_Exercise goal_: Which lines of the listing below contain the string "statue"? List each one in full, matching case exactly.

_Stored entries_:
----

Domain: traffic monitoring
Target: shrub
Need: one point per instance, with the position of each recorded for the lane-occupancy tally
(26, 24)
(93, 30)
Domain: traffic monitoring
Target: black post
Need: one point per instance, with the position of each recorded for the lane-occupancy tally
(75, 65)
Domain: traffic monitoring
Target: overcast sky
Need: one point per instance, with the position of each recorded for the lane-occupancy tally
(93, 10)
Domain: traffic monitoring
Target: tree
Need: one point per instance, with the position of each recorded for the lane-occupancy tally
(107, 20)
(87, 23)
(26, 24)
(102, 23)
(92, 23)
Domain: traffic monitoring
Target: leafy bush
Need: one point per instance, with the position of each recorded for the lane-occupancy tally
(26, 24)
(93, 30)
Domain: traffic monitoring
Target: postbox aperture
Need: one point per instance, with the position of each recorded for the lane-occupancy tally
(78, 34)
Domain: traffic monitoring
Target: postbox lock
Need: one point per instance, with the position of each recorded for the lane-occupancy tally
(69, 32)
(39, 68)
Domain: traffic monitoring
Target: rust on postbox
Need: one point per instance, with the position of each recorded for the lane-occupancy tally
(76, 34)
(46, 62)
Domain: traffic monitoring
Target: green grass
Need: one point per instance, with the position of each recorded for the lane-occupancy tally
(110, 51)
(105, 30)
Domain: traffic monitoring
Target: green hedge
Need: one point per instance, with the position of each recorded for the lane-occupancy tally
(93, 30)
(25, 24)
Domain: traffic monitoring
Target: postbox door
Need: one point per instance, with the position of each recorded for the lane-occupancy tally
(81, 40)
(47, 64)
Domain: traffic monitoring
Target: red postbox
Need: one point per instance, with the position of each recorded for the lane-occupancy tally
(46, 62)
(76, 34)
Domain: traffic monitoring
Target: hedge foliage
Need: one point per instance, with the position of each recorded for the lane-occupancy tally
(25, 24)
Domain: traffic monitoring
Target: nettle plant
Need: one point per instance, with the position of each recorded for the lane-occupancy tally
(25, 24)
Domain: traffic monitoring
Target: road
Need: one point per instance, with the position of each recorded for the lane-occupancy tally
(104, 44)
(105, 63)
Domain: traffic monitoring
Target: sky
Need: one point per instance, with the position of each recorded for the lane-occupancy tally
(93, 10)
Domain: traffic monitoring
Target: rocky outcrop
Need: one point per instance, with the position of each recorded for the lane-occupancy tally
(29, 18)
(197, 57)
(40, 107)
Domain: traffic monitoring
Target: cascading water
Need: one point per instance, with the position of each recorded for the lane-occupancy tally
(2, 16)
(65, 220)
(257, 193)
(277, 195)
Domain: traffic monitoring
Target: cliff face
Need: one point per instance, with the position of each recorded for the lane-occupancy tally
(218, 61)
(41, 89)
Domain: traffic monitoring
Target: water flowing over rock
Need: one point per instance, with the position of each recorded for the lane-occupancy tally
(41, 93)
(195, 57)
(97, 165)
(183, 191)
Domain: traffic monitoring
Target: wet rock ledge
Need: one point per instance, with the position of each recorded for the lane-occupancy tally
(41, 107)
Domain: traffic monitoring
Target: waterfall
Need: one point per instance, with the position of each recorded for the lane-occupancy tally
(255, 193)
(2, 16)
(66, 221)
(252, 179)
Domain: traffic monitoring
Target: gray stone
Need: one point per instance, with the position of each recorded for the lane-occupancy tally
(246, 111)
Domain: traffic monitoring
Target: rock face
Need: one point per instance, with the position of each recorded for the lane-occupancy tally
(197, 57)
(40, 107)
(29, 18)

----

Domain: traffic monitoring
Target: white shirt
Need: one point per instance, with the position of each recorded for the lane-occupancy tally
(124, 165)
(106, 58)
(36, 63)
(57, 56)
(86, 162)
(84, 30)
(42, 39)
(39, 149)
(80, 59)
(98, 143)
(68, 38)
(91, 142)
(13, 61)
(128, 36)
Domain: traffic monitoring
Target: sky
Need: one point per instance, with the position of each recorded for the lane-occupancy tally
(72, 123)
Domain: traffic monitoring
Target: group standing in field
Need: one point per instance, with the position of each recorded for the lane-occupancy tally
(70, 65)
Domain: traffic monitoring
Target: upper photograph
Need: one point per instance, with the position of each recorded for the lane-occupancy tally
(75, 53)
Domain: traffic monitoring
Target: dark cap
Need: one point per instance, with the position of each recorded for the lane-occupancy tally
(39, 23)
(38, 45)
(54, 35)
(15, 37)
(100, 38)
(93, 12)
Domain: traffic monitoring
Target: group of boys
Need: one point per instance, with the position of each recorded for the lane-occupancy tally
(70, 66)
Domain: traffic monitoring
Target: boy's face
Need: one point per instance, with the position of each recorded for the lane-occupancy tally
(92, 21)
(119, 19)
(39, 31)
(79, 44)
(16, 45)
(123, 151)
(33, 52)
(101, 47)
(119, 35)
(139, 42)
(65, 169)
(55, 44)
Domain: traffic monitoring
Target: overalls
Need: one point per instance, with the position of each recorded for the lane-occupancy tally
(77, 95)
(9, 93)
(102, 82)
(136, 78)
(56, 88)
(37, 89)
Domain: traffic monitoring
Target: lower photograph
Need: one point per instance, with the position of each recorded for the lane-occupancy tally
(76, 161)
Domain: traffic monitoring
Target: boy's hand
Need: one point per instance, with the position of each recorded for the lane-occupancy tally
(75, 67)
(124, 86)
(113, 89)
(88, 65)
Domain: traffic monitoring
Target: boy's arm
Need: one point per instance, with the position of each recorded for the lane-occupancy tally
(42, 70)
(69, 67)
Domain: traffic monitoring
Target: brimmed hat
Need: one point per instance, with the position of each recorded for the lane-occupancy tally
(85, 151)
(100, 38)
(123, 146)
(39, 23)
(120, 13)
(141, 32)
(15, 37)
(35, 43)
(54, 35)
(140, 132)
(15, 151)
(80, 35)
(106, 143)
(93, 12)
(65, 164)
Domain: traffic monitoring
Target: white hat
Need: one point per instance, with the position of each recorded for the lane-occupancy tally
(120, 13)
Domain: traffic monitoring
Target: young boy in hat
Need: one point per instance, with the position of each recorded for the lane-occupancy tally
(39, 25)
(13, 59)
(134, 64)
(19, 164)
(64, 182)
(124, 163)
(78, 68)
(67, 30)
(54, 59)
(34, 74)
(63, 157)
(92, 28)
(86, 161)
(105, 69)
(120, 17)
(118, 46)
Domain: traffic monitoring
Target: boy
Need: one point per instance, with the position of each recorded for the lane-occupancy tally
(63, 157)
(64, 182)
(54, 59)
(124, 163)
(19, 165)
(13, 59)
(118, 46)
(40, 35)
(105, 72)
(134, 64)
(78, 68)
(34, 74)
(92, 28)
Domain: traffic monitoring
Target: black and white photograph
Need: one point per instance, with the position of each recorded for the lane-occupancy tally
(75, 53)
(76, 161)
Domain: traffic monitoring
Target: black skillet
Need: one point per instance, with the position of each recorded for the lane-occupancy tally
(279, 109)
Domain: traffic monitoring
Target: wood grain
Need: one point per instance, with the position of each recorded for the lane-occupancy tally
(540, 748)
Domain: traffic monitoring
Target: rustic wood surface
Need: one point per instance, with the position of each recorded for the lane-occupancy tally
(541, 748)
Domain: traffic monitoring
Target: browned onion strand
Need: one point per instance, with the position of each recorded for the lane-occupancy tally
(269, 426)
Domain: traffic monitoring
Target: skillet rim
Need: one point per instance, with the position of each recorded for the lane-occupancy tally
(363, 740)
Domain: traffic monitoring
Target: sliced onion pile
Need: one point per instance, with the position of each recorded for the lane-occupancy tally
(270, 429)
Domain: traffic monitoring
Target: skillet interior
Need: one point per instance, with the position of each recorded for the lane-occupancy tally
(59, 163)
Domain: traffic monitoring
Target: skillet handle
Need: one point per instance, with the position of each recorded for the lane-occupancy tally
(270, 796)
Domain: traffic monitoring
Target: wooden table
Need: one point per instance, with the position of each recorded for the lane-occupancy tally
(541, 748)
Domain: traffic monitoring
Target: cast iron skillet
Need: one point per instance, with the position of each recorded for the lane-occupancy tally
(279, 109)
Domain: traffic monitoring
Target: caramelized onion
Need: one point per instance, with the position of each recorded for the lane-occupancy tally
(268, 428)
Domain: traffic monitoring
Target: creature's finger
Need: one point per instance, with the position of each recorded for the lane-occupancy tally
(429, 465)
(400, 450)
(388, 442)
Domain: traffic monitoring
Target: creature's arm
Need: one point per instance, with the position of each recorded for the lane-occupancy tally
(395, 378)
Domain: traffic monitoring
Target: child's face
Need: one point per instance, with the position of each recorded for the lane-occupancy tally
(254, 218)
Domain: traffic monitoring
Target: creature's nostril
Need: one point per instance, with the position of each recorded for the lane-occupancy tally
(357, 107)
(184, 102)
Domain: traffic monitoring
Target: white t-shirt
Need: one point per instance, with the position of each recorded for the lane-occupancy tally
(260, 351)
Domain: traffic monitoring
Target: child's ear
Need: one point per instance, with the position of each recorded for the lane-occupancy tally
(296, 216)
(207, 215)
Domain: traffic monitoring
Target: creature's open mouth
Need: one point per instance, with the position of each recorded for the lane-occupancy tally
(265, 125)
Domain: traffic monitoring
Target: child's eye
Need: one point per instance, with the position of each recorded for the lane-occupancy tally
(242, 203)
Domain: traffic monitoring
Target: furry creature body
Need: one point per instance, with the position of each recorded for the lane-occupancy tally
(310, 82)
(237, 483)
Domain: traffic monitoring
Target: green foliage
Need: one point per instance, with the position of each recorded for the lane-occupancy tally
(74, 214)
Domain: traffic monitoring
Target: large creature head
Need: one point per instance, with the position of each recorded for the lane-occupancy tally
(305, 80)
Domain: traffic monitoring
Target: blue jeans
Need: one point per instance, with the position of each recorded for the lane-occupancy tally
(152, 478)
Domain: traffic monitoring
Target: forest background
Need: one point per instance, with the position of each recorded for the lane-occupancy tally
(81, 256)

----

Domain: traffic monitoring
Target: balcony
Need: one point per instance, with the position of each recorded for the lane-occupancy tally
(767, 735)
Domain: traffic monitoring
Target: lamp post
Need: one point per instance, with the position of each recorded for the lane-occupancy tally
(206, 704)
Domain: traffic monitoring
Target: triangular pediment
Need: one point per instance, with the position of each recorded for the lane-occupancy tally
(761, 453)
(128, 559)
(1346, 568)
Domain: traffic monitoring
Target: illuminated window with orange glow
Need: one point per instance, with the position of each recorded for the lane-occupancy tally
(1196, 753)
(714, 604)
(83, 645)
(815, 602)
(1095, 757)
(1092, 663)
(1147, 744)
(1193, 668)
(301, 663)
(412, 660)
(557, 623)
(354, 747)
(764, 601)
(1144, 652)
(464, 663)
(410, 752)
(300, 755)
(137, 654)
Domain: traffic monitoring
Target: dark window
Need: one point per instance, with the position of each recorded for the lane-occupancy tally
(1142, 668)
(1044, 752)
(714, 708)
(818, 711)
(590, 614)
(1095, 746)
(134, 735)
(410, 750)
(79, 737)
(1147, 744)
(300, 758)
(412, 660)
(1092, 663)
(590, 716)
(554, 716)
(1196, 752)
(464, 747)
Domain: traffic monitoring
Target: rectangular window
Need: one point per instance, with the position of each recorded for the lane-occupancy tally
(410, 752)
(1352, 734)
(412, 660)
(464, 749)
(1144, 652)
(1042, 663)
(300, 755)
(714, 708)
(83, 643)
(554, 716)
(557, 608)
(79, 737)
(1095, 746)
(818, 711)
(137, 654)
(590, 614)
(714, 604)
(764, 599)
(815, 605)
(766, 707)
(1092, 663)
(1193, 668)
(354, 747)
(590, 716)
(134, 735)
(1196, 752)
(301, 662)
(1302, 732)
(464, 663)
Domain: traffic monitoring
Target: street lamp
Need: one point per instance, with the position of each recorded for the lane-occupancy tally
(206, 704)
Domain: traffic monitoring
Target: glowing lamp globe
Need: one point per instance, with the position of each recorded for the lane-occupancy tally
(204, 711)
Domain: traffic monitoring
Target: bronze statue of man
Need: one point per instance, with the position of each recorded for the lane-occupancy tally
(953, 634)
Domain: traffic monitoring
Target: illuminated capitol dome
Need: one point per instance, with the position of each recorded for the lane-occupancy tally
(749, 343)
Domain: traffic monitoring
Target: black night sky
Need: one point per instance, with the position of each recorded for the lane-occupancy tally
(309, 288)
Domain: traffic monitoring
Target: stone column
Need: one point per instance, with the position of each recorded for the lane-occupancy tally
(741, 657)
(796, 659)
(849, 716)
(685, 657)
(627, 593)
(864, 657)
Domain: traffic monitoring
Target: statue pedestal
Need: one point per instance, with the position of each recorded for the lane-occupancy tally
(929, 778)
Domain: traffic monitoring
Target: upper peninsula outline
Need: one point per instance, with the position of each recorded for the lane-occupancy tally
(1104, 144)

----

_Result_:
Target: bronze statue of man
Target: statue pedestal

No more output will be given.